→ THE REQUEST
Count the lines in the records below that contain the string "hand". Give only the number.

## begin

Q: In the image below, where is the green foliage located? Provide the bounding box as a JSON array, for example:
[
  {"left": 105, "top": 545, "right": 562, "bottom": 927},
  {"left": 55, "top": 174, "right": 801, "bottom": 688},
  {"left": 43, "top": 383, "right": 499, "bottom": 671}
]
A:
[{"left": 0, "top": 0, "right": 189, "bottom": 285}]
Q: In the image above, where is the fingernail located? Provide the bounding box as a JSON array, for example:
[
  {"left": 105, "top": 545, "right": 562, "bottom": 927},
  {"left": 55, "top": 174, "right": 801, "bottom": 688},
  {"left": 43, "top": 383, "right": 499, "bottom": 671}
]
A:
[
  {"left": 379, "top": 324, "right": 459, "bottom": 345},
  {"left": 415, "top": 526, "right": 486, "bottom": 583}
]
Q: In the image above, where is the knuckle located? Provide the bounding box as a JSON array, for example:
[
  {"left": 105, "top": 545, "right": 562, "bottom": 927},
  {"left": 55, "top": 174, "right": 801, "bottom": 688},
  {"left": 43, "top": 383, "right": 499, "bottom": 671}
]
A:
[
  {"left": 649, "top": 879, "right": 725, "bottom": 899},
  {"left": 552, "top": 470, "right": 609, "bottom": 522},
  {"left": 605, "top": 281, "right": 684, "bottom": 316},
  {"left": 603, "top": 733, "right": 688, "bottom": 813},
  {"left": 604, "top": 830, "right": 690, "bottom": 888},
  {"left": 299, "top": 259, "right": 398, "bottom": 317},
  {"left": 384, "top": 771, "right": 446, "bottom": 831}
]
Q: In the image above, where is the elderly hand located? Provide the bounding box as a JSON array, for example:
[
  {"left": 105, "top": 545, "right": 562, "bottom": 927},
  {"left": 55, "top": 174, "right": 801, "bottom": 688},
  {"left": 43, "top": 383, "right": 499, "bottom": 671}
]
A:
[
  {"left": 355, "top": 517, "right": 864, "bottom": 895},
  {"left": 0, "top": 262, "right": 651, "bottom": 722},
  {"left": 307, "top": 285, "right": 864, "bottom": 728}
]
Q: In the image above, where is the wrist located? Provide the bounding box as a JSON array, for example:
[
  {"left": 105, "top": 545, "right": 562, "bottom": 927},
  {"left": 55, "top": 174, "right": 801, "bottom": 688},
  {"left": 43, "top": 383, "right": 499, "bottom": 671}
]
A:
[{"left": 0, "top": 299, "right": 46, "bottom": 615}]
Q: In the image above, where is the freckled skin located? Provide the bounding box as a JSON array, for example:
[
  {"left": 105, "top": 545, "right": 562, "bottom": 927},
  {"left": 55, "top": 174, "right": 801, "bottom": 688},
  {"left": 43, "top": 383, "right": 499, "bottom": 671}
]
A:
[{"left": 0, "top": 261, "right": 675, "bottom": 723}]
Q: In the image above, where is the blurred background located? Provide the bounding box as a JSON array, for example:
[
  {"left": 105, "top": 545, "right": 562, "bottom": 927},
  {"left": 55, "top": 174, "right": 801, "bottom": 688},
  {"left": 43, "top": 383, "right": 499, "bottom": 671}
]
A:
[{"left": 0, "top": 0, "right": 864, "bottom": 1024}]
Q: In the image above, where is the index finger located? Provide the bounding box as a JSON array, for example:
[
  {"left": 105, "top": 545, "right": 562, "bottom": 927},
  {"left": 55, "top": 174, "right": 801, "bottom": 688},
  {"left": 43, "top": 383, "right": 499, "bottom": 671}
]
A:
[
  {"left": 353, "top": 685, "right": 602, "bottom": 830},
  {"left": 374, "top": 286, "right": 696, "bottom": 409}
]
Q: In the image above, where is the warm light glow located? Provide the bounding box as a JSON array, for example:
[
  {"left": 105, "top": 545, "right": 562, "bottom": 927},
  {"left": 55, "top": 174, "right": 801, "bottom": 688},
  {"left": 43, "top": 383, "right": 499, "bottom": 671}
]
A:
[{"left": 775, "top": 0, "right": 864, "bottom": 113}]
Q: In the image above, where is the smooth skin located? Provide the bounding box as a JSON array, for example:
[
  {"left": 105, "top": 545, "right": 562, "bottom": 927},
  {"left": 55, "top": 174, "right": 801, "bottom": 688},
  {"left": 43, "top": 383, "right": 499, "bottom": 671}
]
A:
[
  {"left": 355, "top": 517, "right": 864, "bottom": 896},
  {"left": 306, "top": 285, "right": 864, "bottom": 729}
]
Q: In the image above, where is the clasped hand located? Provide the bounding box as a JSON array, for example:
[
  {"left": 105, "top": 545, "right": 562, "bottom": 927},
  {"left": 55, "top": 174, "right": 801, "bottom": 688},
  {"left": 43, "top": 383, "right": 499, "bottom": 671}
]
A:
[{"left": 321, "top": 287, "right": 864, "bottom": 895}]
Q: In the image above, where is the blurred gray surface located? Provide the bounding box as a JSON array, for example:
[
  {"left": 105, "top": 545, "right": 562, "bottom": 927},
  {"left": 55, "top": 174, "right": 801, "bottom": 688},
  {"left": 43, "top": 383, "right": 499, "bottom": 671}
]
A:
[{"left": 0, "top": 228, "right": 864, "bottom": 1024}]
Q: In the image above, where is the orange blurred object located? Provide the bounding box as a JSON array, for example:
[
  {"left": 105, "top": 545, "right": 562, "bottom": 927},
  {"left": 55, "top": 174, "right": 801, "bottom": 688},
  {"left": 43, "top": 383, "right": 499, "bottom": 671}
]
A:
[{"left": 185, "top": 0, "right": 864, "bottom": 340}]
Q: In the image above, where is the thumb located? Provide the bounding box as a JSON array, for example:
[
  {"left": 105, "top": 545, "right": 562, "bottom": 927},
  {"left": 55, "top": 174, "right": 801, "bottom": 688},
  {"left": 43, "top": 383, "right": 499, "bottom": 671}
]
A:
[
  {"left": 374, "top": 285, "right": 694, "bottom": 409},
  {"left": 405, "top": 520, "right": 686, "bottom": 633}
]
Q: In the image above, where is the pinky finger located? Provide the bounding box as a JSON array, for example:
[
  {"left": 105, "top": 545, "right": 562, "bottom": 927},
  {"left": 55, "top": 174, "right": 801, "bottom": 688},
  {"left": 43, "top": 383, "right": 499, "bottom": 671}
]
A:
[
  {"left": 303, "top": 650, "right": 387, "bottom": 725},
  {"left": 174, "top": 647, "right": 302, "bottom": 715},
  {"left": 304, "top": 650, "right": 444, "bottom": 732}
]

## end

→ OUTPUT FOR THIS TASK
2